## [DATA EXCERPTS]

---+---

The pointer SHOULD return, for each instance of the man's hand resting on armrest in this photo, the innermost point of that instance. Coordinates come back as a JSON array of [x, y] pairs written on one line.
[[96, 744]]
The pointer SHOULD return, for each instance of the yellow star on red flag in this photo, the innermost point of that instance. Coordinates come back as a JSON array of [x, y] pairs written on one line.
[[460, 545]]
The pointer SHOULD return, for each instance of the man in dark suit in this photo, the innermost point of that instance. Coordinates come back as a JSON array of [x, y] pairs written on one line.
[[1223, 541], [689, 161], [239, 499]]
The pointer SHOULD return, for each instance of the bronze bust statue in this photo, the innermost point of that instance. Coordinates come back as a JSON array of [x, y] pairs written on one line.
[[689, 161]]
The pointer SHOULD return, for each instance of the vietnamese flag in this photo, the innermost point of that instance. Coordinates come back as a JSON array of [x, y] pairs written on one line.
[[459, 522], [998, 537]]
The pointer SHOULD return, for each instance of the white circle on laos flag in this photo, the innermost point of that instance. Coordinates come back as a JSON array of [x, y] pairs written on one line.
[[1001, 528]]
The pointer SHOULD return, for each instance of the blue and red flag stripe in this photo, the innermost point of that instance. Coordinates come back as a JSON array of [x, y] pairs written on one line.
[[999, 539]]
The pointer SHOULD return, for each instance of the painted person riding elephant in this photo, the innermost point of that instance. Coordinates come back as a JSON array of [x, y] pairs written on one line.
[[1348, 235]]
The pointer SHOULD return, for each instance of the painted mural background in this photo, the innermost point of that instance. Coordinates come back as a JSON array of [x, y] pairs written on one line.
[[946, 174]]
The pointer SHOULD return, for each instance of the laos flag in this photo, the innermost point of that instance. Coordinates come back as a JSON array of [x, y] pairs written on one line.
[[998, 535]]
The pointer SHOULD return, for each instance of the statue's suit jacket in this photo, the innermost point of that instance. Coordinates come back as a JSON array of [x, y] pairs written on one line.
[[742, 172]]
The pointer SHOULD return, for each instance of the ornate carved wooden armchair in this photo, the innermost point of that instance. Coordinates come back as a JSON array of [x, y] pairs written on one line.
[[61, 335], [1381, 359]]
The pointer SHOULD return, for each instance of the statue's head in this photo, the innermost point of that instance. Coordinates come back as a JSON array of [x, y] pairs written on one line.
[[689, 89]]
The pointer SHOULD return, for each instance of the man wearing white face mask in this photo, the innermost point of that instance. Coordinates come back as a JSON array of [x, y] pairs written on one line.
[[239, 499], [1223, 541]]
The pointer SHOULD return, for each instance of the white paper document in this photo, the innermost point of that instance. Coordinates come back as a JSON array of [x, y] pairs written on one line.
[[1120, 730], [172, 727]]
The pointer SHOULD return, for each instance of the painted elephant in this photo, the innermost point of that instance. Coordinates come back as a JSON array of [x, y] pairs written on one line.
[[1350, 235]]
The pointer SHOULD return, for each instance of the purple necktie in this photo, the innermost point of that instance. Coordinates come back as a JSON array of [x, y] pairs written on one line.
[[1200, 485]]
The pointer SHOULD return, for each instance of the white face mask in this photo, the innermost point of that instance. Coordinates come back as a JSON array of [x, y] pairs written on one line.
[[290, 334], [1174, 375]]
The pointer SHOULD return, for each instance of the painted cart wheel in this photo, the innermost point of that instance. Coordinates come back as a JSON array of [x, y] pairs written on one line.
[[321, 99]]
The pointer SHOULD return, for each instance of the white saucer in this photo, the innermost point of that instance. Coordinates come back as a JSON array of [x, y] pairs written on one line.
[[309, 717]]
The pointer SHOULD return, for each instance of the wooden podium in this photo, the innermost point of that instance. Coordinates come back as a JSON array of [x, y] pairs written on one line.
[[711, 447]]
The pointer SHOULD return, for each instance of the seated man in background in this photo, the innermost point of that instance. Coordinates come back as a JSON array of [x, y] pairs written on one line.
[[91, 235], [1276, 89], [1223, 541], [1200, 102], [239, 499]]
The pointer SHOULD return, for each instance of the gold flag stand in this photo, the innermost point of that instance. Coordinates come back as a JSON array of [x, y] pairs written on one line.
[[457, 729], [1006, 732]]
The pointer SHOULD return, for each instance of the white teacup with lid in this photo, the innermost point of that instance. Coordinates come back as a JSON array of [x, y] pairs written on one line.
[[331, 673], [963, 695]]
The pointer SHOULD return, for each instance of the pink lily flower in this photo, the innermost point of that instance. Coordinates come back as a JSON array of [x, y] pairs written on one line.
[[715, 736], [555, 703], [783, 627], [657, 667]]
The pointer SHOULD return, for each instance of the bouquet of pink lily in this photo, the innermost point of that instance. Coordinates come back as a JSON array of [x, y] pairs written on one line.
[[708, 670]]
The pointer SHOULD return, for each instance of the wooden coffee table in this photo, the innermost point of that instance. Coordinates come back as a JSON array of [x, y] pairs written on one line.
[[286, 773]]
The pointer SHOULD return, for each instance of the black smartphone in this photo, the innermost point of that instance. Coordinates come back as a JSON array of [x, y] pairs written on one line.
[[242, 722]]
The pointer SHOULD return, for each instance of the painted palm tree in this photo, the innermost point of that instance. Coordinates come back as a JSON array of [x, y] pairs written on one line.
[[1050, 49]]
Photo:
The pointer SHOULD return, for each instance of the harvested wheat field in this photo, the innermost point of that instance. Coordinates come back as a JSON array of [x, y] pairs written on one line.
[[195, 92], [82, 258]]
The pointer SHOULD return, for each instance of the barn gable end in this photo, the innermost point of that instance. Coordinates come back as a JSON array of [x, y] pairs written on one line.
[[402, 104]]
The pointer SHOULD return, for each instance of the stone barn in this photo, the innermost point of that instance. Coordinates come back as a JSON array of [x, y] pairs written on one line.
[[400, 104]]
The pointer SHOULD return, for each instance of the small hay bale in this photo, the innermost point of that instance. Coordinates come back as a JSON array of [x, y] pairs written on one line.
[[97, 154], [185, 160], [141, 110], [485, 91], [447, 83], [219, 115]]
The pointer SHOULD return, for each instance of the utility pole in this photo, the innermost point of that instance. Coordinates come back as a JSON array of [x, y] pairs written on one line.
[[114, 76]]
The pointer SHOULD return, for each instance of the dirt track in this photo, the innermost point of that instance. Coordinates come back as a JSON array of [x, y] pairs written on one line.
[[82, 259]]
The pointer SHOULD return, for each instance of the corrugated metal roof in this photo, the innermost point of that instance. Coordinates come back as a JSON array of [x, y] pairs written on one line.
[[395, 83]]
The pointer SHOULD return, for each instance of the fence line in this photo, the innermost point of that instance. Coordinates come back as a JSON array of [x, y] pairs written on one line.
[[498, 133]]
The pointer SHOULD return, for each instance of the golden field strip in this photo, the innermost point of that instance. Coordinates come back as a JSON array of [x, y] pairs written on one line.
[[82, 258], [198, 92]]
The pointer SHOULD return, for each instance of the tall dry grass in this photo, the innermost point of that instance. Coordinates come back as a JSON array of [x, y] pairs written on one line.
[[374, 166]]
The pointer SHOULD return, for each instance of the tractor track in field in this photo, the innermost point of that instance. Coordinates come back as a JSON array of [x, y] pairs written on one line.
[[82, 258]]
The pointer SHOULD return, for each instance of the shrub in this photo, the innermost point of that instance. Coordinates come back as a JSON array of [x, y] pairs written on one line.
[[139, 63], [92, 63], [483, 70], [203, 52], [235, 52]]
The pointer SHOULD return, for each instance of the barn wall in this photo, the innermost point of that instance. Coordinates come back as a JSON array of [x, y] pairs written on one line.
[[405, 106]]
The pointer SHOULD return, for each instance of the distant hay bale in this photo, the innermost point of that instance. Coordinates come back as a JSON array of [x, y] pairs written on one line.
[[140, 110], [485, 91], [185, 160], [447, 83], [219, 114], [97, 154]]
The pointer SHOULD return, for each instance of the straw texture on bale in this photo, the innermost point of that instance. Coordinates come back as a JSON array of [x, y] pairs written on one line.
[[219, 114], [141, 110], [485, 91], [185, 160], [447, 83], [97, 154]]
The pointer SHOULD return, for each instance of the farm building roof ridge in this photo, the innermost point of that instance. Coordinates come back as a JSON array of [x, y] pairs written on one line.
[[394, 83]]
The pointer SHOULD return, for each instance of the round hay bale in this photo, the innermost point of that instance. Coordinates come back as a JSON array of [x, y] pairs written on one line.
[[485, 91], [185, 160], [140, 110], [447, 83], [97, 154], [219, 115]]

---+---

## [INSTRUCTIONS TO FOLLOW]
Swap "cart" for "wagon" in the stretch from the line that contains "The pointer SHOULD return, for each instance of the purple" through the line that contains "[[309, 717]]", and return only those lines with nothing else changed.

## [RESULT FOR THIS TASK]
The pointer SHOULD return, for each instance of the purple necktie in this photo, the innermost point of that instance. Coordinates come back as a JSON array of [x, y] pairs written on one line.
[[1200, 485]]
The pointer SHOULD return, for each instance of the white face mask in this photo, the innermost point of that instance. Coordinates come back as a JSON array of [x, y] pairs written on one line.
[[290, 334], [1174, 375]]
The pointer SHOULD return, for each instance of the painted wagon wheel in this photo, the innermost point of that instance. Coordinates come back as a JSON array of [x, y] pairs written on one line.
[[321, 99]]
The pointer SHOULD return, for each instance of the white saucer in this photo, the innermost point of that instance. Coordinates come back as a JSON array of [x, y] pairs written on one line.
[[309, 717]]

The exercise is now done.